EXERCISE INSTRUCTIONS:
Copy the entries below word for word, from the first line through the line that contains "[0,292,230,397]", and include that line.

───── THE DATA ─────

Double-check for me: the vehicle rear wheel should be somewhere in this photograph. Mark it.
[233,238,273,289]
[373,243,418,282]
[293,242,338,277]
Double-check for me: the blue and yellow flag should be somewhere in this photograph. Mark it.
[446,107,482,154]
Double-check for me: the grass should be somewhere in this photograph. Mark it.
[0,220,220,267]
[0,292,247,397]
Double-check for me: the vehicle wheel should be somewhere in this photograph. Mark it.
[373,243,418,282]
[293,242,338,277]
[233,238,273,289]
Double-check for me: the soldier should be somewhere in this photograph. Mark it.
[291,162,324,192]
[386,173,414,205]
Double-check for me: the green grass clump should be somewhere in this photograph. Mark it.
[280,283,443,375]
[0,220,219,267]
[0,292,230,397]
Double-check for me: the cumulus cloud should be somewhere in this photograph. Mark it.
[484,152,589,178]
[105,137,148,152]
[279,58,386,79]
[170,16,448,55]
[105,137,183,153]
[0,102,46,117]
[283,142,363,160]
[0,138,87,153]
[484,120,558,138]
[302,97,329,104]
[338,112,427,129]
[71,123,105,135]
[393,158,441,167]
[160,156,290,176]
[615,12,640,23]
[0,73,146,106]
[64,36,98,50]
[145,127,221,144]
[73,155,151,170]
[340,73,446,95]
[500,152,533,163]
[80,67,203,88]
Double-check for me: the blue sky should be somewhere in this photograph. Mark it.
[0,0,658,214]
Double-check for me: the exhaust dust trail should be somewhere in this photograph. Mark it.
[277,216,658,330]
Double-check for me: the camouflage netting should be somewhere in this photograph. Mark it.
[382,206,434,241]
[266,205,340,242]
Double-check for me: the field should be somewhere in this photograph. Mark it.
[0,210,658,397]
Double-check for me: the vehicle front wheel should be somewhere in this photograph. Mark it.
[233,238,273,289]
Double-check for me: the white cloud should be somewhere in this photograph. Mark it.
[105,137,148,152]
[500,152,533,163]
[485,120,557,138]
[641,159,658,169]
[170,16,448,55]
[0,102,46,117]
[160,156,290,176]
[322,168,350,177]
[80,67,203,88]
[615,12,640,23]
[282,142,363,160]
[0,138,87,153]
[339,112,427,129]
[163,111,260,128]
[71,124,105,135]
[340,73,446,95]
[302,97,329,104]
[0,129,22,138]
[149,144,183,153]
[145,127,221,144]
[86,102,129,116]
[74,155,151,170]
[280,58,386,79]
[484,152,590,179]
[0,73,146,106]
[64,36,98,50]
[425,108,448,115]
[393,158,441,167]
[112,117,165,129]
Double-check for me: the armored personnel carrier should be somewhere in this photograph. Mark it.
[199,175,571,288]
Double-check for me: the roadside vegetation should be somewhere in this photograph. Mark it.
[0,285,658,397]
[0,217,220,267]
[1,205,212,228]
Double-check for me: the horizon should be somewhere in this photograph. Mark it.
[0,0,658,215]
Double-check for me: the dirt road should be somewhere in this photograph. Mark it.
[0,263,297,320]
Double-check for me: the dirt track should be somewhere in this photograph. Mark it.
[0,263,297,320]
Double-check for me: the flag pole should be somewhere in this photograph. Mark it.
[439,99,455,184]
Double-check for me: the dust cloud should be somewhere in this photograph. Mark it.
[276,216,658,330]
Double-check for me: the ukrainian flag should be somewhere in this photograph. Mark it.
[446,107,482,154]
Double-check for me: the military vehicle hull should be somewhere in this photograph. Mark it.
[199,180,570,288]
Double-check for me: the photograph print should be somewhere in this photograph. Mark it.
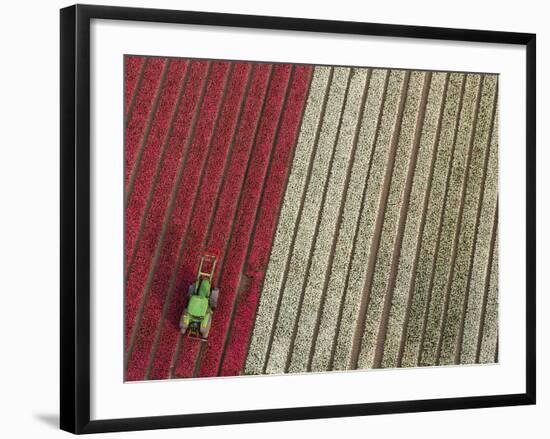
[121,55,499,382]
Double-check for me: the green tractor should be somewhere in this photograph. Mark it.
[180,254,219,341]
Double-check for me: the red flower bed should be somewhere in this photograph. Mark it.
[172,64,271,377]
[124,56,145,117]
[199,65,291,376]
[220,66,312,376]
[124,60,187,273]
[125,57,312,381]
[124,58,166,187]
[127,62,229,380]
[125,62,207,348]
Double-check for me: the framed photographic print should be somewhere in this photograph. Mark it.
[61,5,536,433]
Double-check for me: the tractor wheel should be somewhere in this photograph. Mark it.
[209,288,220,309]
[200,317,212,340]
[180,313,189,334]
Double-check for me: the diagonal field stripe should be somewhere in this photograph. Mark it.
[245,67,331,374]
[288,69,368,372]
[265,68,350,373]
[219,66,313,376]
[381,73,448,367]
[332,70,405,370]
[477,215,498,363]
[460,101,498,363]
[311,69,387,371]
[420,75,481,365]
[357,72,432,368]
[398,73,465,367]
[438,76,497,364]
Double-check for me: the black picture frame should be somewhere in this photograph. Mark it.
[60,5,536,434]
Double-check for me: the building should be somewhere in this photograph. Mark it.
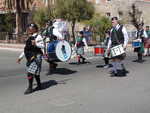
[88,0,150,25]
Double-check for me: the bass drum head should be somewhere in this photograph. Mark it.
[55,40,72,62]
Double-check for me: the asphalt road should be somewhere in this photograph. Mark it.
[0,50,150,113]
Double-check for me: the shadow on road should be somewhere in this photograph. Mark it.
[33,79,71,92]
[54,68,77,75]
[69,61,91,65]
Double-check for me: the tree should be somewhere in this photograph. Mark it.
[55,0,94,41]
[129,4,144,29]
[5,0,33,41]
[84,13,111,41]
[33,7,55,27]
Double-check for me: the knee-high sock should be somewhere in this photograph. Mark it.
[120,61,126,70]
[138,53,142,60]
[27,73,33,89]
[144,48,148,55]
[112,62,117,73]
[116,62,123,70]
[35,75,41,87]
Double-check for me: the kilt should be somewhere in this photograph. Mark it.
[26,55,42,75]
[76,47,84,55]
[144,39,150,48]
[134,43,144,53]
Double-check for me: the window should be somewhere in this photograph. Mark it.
[106,12,111,17]
[95,0,100,4]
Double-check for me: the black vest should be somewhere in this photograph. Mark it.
[136,29,144,43]
[111,25,124,46]
[24,35,42,61]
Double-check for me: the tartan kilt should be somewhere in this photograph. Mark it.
[76,47,84,55]
[26,55,42,75]
[144,39,150,48]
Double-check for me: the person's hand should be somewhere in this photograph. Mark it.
[16,58,21,64]
[32,40,36,45]
[123,45,127,51]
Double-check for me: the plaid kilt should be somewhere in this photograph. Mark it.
[26,55,42,75]
[76,47,84,55]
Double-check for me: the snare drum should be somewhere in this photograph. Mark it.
[132,41,141,48]
[94,46,104,56]
[47,40,72,62]
[110,44,125,57]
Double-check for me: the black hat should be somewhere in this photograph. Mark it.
[79,31,84,35]
[28,23,38,30]
[111,16,118,20]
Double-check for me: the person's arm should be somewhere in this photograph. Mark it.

─────

EXERCISE ANSWER:
Double-check for me: the vehicle rear wheel should be somewhere in this photograph. Mark it.
[233,238,273,289]
[373,243,418,282]
[293,242,338,277]
Double-check for me: the blue and yellow flag should be somewhere in this photograph. Mark it.
[446,107,482,154]
Double-check for me: the grass should be somewhere in this photograph. Mark it.
[0,220,220,267]
[0,292,247,397]
Double-check for me: the vehicle wheel should be somewhere in this photograph. Mark it.
[373,243,418,282]
[293,242,338,277]
[233,238,273,289]
Double-check for me: the soldier should be somewhere in this photograph. Mark it.
[291,162,324,192]
[386,173,414,205]
Double-check for me: the green grass clump should be somewhere in this photograph. Mark it.
[280,283,443,375]
[0,220,219,267]
[0,292,230,397]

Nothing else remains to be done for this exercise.